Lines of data

_ _ _ _ _ _ _

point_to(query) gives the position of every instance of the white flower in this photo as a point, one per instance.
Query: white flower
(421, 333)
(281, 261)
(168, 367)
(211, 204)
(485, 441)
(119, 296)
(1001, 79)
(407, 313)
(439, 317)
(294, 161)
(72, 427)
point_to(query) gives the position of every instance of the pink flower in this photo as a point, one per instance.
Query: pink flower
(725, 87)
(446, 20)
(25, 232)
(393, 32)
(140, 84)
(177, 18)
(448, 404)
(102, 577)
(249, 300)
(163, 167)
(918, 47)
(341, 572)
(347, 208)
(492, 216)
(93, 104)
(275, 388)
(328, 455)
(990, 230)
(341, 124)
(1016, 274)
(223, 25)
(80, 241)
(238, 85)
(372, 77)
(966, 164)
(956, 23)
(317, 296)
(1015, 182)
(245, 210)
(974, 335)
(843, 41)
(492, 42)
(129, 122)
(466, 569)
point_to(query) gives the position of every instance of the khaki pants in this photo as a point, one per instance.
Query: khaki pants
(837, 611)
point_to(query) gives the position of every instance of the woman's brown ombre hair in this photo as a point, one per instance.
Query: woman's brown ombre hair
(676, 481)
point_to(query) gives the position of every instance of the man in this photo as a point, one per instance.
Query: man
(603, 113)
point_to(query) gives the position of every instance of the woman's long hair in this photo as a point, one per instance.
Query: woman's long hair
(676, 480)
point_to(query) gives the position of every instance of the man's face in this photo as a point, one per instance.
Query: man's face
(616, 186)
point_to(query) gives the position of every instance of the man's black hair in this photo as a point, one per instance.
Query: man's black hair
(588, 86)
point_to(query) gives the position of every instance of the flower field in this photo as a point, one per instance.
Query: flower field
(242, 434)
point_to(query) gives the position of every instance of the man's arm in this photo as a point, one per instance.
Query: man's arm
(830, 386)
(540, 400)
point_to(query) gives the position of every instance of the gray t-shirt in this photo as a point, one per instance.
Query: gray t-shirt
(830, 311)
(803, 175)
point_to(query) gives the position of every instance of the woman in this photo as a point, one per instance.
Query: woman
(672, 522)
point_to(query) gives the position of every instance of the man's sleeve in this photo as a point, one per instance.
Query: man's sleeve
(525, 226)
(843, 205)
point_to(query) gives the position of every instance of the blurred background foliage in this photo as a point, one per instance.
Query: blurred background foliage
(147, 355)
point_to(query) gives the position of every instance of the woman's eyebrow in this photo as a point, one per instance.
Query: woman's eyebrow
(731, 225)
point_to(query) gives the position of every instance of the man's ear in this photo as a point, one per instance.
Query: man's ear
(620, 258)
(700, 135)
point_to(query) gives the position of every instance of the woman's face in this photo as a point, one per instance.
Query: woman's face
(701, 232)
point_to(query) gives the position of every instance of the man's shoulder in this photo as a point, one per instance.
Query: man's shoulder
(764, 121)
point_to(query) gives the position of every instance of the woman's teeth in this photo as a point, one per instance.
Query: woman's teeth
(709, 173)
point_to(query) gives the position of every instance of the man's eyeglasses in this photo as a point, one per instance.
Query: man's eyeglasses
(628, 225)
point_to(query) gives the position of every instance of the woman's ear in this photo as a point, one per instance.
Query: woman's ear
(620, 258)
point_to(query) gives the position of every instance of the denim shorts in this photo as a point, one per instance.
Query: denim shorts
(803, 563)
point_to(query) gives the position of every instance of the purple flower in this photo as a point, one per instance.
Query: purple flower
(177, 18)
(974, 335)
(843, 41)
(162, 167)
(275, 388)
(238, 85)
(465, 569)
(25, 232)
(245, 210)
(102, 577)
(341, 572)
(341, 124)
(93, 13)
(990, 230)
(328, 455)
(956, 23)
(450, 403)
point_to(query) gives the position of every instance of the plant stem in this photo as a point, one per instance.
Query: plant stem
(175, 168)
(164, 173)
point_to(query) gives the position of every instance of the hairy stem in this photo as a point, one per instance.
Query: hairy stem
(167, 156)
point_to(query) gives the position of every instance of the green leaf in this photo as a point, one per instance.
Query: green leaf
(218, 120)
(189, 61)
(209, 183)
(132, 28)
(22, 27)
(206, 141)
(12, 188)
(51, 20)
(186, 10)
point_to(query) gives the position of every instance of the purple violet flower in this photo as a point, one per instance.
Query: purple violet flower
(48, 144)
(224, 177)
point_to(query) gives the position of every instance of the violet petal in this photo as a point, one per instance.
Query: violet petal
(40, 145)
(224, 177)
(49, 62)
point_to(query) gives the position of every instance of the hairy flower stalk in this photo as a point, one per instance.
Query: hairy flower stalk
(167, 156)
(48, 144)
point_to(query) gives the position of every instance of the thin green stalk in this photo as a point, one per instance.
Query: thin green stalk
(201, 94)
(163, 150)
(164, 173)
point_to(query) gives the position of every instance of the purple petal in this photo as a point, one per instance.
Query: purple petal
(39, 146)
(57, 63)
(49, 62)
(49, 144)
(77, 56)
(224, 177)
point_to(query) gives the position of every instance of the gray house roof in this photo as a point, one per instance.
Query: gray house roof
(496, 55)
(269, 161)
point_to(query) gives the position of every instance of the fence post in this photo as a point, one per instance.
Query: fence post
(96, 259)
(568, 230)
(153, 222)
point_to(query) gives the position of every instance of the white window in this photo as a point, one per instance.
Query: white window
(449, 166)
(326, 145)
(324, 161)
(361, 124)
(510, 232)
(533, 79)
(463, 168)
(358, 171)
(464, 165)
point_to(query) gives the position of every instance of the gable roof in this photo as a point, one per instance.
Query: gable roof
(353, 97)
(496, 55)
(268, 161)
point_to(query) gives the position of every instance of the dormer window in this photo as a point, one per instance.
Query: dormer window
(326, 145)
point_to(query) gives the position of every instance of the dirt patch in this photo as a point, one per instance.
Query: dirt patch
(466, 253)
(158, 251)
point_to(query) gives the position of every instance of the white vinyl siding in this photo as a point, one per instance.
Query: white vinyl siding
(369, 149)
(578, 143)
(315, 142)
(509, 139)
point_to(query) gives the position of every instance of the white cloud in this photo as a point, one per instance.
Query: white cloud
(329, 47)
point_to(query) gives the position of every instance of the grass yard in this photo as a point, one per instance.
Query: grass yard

_ _ _ _ _ _ _

Print only the lines from the one with "of the gable" to the end of the records, both included.

**Answer to the exercise**
point_to(query) gives the position of every instance of the gable roof in this photo as a point, one per instance.
Query: gable roof
(353, 97)
(496, 55)
(268, 161)
point_to(query) gives the position of every instance of the dormer window in this photo as a point, one per instance.
Query: dormer window
(326, 145)
point_to(query) gives the position of every instance of the dirt patch in this photo as a point, one per instance.
Query: dirt patch
(466, 253)
(158, 251)
point_to(query) gives the position of every instance of the white vinyl siding in this photo as a point, one per instance.
Query: white vinyl siding
(369, 149)
(578, 143)
(315, 142)
(509, 139)
point_to(query) gives the position of every instance of the white cloud in this photo as a point, one per instance.
Query: white cloud
(329, 47)
point_to(query) gives the position of every instance of the grass yard in this photo as a point, one per instance.
Query: grass yard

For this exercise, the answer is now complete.